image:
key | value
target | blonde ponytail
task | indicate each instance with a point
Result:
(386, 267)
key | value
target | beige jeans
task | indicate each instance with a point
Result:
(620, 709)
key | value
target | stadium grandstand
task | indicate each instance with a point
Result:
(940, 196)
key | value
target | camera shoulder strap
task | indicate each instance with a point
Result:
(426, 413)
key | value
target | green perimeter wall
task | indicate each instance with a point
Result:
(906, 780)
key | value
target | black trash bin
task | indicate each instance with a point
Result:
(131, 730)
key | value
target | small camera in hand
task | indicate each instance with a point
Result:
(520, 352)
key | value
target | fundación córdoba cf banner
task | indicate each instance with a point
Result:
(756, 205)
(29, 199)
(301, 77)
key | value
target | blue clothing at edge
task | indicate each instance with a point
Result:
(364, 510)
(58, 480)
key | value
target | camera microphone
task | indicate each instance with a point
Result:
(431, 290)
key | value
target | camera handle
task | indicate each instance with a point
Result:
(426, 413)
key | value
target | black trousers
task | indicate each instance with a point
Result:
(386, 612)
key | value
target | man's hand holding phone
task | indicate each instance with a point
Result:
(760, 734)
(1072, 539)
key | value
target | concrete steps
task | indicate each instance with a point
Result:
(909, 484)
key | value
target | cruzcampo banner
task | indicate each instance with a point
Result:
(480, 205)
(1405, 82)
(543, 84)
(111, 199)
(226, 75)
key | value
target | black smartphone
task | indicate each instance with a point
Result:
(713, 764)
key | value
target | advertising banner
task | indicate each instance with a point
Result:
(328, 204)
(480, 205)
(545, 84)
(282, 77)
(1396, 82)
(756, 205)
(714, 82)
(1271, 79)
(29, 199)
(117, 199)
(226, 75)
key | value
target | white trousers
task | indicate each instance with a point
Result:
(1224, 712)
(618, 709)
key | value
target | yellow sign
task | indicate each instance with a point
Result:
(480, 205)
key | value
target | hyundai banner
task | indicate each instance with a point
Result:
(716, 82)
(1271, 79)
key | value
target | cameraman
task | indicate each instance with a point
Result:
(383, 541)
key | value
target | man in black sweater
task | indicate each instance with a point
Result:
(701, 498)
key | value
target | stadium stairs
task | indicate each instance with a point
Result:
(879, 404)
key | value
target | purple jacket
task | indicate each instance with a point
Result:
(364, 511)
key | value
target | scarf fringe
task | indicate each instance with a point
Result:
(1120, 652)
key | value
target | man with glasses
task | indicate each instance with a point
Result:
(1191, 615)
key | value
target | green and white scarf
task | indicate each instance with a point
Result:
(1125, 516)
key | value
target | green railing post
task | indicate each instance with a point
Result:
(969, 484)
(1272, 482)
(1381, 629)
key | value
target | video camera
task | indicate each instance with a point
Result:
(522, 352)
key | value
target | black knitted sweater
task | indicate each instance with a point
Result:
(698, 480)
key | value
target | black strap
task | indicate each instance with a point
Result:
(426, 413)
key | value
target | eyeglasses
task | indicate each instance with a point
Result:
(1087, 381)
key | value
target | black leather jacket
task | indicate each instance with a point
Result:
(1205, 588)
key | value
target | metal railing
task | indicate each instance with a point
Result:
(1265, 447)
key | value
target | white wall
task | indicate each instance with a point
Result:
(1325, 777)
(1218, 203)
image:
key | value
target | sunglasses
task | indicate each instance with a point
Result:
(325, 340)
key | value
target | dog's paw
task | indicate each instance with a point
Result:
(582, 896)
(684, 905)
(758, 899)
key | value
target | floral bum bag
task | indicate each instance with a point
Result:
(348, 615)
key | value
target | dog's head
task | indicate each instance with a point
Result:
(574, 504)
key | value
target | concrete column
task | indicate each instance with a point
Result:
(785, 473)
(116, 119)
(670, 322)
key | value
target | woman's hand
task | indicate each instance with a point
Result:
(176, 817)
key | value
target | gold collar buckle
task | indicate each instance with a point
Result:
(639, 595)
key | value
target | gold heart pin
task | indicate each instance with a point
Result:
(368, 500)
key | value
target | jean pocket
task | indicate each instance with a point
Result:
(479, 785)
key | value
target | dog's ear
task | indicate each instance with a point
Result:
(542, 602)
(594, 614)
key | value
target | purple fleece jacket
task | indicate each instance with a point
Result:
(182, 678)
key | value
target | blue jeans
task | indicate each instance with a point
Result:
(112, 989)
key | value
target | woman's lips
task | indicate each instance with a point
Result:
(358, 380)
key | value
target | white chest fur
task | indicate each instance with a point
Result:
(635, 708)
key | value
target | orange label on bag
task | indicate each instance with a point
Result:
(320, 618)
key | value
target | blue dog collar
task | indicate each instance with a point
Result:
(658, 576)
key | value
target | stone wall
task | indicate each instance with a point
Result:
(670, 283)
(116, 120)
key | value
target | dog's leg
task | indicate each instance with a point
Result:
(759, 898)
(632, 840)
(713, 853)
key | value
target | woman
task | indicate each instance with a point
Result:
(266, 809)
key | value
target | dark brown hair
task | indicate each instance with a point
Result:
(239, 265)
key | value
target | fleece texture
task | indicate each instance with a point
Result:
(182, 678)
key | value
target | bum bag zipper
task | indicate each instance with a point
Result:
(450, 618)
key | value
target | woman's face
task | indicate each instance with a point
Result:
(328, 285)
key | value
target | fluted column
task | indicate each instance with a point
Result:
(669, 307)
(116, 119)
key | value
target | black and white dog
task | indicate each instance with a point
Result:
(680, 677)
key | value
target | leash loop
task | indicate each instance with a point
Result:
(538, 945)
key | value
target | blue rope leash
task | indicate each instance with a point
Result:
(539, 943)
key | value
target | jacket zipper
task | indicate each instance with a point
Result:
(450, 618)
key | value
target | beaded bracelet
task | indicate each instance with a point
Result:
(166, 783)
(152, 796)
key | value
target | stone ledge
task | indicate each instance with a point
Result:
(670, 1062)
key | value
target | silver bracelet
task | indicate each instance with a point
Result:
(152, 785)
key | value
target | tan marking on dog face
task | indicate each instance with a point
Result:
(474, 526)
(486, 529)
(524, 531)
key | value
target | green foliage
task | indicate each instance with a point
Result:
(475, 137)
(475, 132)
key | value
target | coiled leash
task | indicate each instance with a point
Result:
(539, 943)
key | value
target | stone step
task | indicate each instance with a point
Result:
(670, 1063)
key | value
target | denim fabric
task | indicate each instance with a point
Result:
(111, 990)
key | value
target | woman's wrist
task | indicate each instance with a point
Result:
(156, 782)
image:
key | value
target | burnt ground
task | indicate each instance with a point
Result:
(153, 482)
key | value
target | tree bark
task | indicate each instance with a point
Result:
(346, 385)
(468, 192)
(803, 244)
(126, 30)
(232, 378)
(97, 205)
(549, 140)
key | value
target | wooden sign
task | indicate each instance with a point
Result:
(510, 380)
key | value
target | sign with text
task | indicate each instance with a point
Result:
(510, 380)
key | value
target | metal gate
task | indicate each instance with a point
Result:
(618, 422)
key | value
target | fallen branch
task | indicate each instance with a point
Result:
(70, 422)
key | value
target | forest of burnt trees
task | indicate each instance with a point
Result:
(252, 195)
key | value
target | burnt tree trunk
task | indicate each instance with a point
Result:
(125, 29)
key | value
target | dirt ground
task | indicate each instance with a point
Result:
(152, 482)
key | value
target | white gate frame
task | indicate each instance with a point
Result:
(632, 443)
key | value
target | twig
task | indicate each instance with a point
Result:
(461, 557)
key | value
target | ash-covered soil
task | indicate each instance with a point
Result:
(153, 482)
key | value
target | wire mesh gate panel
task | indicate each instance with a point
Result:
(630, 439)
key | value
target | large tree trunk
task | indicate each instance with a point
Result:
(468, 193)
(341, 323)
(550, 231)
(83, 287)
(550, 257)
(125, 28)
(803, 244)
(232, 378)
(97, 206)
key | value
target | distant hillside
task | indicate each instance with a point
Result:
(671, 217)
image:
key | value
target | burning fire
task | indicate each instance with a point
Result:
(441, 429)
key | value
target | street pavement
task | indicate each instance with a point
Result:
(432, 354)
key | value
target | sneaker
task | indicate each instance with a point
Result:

- - - - -

**REQUIREMENT**
Please find every line in the items above that contains the word "stadium" and copy each one.

**CORRECT RESULT**
target | stadium grandstand
target | stadium stairs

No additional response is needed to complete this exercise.